┌────────
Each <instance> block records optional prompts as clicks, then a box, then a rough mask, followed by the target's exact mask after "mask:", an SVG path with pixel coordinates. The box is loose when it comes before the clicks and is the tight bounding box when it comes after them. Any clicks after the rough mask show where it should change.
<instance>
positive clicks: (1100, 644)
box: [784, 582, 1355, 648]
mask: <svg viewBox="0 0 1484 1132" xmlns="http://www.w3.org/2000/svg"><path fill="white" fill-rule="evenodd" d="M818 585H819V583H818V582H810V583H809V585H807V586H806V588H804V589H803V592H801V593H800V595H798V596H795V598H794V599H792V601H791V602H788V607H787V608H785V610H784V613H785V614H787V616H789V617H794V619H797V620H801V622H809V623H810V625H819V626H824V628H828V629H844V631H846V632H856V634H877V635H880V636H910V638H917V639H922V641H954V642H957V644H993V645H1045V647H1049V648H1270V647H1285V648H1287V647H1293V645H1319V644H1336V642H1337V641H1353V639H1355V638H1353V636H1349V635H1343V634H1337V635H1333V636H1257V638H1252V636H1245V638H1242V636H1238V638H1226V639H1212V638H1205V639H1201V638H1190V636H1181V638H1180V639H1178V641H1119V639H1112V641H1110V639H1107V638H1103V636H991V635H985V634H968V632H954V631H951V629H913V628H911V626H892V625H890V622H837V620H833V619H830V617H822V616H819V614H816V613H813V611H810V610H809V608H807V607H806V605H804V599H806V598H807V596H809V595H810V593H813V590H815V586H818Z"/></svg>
└────────
┌────────
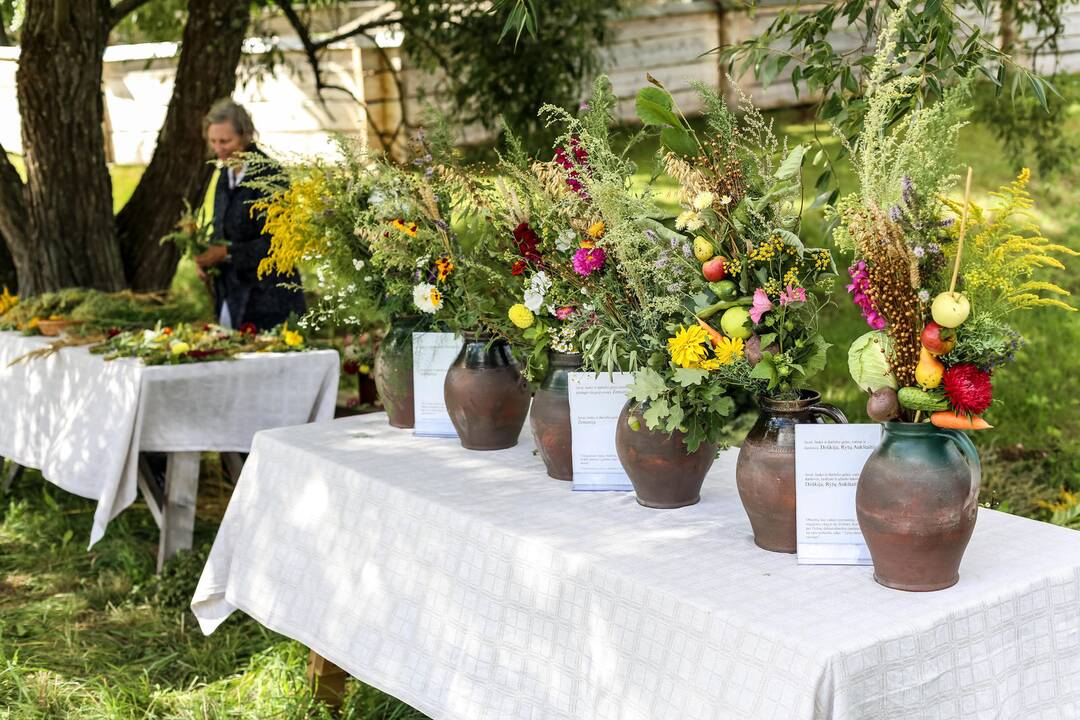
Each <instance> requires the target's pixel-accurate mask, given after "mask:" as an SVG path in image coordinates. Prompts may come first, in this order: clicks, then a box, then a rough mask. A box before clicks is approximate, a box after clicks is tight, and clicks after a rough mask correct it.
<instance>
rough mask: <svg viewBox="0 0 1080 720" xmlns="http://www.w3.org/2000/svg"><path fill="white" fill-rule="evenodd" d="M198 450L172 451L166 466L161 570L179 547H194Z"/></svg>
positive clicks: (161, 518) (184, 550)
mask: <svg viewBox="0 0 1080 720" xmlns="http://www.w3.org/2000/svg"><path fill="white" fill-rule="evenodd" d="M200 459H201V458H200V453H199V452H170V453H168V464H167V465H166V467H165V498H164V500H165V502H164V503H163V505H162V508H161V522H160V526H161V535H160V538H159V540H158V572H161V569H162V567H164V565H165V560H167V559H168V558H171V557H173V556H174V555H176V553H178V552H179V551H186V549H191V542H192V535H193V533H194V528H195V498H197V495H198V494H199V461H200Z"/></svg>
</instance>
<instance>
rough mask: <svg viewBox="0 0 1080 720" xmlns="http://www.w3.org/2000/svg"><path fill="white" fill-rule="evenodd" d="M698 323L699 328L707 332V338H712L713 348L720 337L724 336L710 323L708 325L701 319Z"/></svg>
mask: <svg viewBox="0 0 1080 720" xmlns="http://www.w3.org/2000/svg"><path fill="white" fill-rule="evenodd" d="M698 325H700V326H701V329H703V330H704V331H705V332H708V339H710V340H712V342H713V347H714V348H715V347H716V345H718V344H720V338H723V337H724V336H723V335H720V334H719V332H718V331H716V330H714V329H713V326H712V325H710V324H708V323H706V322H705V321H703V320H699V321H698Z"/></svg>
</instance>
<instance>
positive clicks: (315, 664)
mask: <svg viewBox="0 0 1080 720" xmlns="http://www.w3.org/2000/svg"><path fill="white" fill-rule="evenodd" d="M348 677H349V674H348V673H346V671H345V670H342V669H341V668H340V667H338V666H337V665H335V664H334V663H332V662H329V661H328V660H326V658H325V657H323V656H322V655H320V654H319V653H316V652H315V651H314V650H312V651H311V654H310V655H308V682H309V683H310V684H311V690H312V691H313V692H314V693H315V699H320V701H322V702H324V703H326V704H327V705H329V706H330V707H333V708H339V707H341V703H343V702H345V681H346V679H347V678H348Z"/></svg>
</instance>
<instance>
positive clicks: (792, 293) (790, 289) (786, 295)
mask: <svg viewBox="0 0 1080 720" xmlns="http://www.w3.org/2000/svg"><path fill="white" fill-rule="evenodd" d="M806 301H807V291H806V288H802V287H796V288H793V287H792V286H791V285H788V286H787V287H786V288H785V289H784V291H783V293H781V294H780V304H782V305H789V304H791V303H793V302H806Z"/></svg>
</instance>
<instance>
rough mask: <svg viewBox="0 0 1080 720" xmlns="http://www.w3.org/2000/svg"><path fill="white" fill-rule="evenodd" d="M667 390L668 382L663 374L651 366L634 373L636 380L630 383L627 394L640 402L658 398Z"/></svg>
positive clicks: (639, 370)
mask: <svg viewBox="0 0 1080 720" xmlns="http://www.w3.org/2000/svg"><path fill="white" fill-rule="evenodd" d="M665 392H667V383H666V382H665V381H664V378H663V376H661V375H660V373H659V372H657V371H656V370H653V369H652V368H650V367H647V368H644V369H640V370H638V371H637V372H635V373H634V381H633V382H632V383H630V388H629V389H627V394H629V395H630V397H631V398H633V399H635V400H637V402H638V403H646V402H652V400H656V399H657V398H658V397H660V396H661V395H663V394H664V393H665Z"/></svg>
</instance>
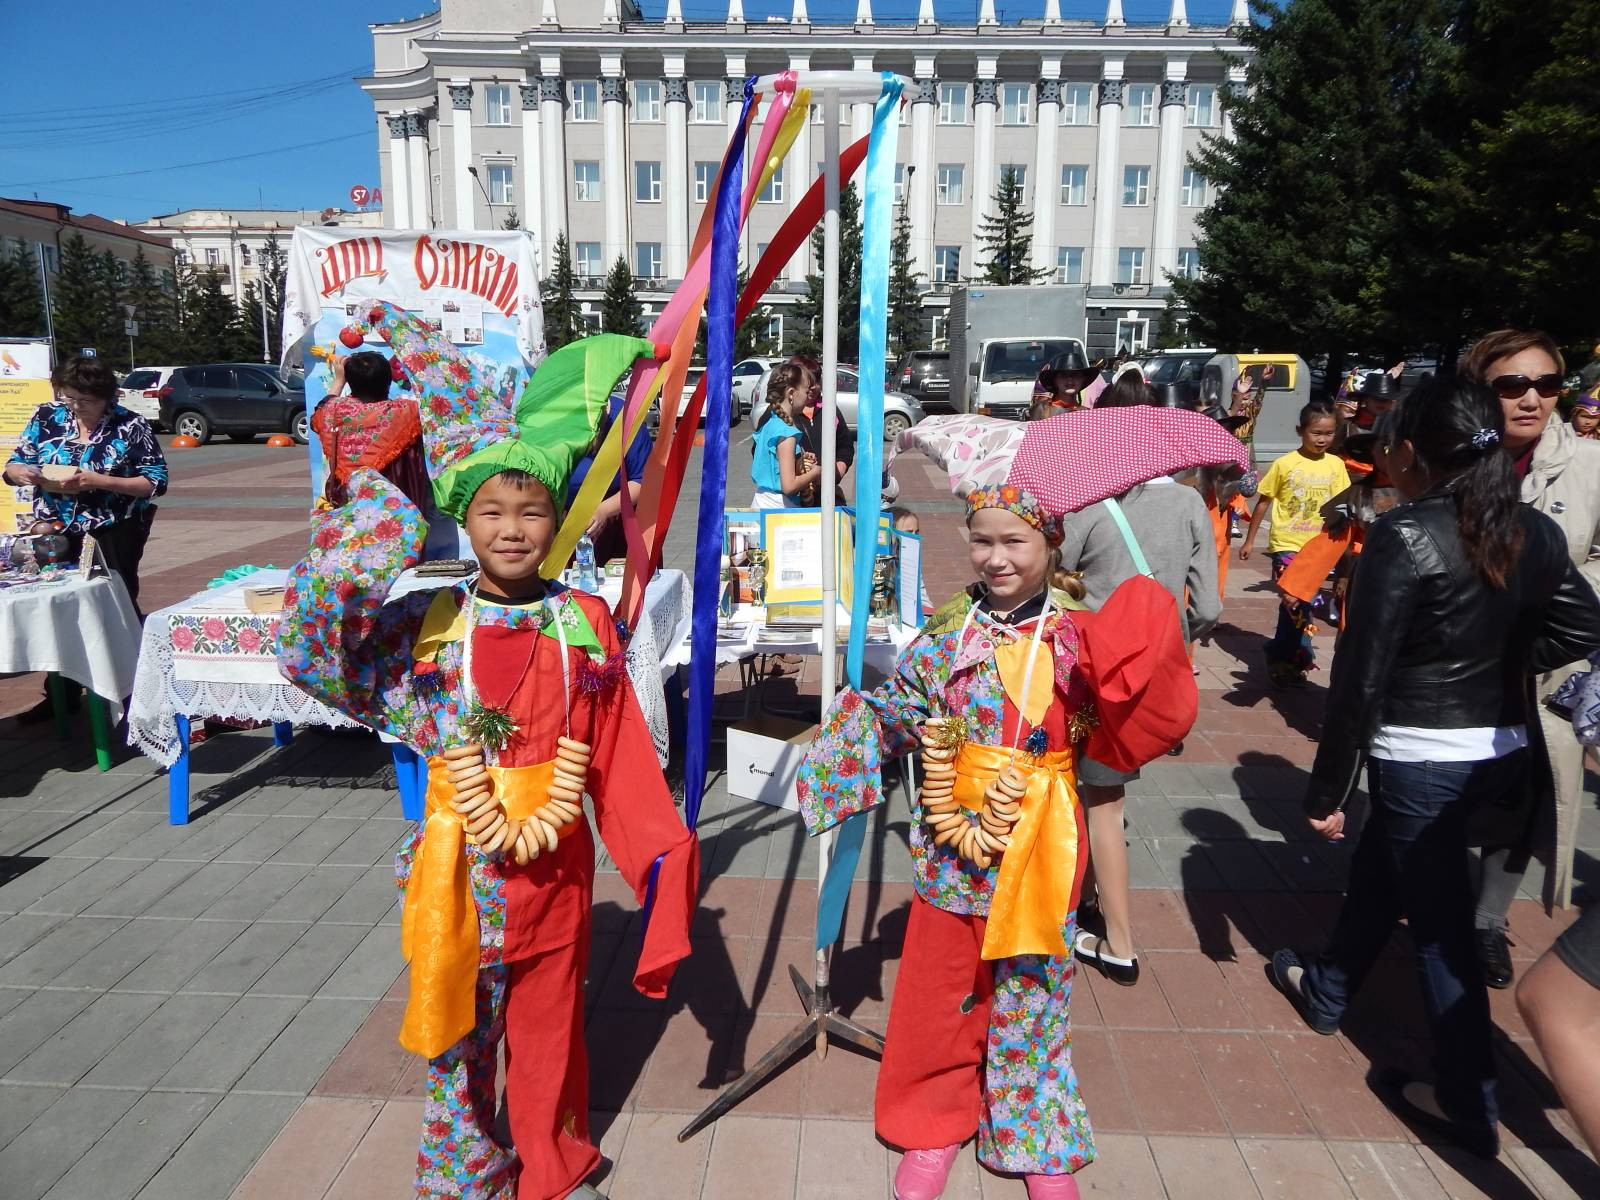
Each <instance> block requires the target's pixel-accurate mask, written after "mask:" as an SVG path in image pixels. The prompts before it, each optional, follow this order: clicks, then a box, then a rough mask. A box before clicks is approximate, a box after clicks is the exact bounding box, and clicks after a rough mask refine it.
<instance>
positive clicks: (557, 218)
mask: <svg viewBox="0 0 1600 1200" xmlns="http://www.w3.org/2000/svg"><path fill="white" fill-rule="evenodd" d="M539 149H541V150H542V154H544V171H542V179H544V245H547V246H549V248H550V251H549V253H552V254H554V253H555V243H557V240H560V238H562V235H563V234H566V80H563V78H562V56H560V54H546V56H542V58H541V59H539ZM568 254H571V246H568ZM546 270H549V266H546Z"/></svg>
└────────
┌────────
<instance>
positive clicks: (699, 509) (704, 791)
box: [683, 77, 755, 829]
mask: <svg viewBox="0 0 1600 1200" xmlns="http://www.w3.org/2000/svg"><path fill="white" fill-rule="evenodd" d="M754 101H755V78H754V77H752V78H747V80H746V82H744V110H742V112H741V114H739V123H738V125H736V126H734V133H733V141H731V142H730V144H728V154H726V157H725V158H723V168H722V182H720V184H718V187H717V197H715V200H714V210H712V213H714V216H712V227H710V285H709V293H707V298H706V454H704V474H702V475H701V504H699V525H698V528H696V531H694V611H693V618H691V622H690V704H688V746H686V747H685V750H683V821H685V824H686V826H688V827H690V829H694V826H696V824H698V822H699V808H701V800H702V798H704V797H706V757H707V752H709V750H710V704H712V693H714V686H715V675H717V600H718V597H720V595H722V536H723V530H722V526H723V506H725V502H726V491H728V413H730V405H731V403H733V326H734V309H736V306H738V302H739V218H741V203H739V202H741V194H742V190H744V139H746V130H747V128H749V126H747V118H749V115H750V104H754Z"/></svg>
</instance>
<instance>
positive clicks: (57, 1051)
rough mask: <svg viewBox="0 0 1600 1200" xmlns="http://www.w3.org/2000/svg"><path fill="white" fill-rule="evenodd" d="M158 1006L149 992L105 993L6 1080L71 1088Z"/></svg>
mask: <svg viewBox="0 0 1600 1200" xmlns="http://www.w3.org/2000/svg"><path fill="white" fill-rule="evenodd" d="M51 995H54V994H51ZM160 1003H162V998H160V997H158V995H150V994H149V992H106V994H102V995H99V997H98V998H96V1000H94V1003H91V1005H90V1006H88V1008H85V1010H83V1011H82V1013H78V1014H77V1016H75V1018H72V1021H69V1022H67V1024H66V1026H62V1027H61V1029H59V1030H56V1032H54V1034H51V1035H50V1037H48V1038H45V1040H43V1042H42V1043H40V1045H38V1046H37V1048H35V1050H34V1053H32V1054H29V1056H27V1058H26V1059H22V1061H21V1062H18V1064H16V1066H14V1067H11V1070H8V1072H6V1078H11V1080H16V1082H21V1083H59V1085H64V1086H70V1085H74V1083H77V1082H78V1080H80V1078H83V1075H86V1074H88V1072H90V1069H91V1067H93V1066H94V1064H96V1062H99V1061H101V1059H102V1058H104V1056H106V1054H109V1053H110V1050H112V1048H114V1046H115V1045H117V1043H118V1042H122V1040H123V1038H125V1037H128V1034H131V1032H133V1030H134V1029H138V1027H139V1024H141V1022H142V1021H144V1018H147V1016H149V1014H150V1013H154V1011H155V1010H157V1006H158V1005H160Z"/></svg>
└────────
- _Task item_: Count the lines of the rows above that contain the word "positive", and reply with that number alone.

- _Answer to the problem_: 8